Exercise instructions —
Transcribe all records exactly.

>>

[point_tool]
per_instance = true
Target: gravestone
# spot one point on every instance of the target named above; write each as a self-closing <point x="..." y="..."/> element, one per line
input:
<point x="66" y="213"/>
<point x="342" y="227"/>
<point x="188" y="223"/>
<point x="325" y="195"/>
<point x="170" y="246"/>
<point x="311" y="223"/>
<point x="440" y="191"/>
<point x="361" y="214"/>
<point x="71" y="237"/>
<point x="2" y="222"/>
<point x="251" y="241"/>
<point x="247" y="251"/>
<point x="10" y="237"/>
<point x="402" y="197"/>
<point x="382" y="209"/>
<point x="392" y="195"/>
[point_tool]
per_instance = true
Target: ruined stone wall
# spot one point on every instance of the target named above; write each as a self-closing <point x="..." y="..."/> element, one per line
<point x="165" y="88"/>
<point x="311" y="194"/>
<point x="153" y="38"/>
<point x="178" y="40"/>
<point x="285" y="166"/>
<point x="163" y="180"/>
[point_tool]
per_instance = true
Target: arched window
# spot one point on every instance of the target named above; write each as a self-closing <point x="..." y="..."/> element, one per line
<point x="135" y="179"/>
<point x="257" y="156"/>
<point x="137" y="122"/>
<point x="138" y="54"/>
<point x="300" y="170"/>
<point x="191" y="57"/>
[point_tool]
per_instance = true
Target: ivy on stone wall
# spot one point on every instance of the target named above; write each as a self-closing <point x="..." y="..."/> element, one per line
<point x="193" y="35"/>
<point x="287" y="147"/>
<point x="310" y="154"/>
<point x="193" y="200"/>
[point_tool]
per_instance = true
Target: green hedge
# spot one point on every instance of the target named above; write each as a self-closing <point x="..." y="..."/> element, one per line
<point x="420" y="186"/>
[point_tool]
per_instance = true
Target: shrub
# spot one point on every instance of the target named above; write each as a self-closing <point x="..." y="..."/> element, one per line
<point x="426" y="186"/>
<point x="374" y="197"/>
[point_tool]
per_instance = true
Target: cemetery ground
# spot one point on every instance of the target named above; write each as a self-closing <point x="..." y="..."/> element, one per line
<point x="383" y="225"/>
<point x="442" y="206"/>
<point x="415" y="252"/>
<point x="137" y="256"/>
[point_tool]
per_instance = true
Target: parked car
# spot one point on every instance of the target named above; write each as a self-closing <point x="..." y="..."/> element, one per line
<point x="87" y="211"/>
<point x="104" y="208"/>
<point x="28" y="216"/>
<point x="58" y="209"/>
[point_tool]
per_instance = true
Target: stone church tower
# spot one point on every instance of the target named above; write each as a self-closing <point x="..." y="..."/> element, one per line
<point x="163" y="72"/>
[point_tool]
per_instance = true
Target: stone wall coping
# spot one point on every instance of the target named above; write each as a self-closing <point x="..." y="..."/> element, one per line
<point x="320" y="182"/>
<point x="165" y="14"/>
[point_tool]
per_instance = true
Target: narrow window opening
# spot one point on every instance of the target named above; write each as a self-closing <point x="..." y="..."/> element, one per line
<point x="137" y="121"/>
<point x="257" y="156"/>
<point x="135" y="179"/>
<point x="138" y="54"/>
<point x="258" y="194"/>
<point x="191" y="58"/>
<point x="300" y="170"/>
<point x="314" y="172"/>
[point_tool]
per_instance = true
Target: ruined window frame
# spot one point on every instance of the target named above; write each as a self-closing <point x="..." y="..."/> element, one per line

<<

Answer to this exercise —
[point_tool]
per_instance = true
Target: gravestone
# spot one point on every instance of the target named above; write each as a self-closing <point x="..." y="..."/> element, one per line
input:
<point x="66" y="213"/>
<point x="342" y="227"/>
<point x="188" y="223"/>
<point x="325" y="195"/>
<point x="170" y="246"/>
<point x="311" y="223"/>
<point x="440" y="191"/>
<point x="361" y="214"/>
<point x="71" y="237"/>
<point x="2" y="222"/>
<point x="251" y="241"/>
<point x="247" y="251"/>
<point x="10" y="237"/>
<point x="402" y="197"/>
<point x="382" y="209"/>
<point x="392" y="195"/>
[point_tool]
per_instance = true
Target: ruined stone wall
# spot one point on every instance of the target named above; write each as a self-closing <point x="..." y="..."/> element, one per line
<point x="165" y="88"/>
<point x="311" y="194"/>
<point x="153" y="38"/>
<point x="178" y="40"/>
<point x="285" y="166"/>
<point x="163" y="180"/>
[point_tool]
per_instance = true
Target: arched window
# spot one point on every instance of the target named above; write each as a self-closing <point x="..." y="..."/> element, one per line
<point x="135" y="179"/>
<point x="257" y="156"/>
<point x="137" y="122"/>
<point x="138" y="54"/>
<point x="300" y="170"/>
<point x="191" y="57"/>
[point_tool]
per_instance = true
Target: ivy on stone wall
# spot one point on every instance of the target named above; write each as a self-closing <point x="..." y="..."/> element, one per line
<point x="193" y="35"/>
<point x="287" y="147"/>
<point x="310" y="154"/>
<point x="193" y="200"/>
[point_tool]
per_instance = true
Target: green hedge
# spot one point on every instance of the target named above; write each as a self-closing <point x="..." y="..."/> element, one per line
<point x="420" y="186"/>
[point_tool]
per_instance = true
Target: shrub
# spot one point on every instance of the target named above; write each as a self-closing <point x="..." y="..."/> element, one per line
<point x="426" y="186"/>
<point x="374" y="197"/>
[point_tool]
per_instance = true
Target: cemetery ground
# spot one point on every instance of the target named above; write each as a self-closing <point x="..." y="..."/> element, one per line
<point x="383" y="225"/>
<point x="442" y="206"/>
<point x="415" y="252"/>
<point x="137" y="256"/>
[point_tool]
per_instance = true
Target: parked car
# spot one point on every instance of the target named above; write each as a self-closing <point x="..." y="..."/> element, one per line
<point x="87" y="211"/>
<point x="104" y="208"/>
<point x="28" y="216"/>
<point x="58" y="209"/>
[point_tool]
per_instance = true
Target: stone church tower
# spot one point on every instance of the target named above; write each as a self-closing <point x="..." y="..."/> element, one per line
<point x="163" y="72"/>
[point_tool]
per_instance = true
Target: stone wall coping
# spot one point on every instance of the target named above; write each as a self-closing <point x="..." y="..."/> element, one per line
<point x="320" y="182"/>
<point x="165" y="14"/>
[point_tool]
per_instance = true
Target: narrow window opening
# spot one point on every instance of the target named above; write each as a self-closing <point x="..." y="..."/> element, one per line
<point x="137" y="121"/>
<point x="257" y="156"/>
<point x="135" y="179"/>
<point x="138" y="54"/>
<point x="258" y="194"/>
<point x="191" y="58"/>
<point x="300" y="170"/>
<point x="314" y="172"/>
[point_tool]
per_instance = true
Target: ruined window frame
# spot one point on every instance of the target named above; write each as a self-closing <point x="..." y="..."/> element, one per line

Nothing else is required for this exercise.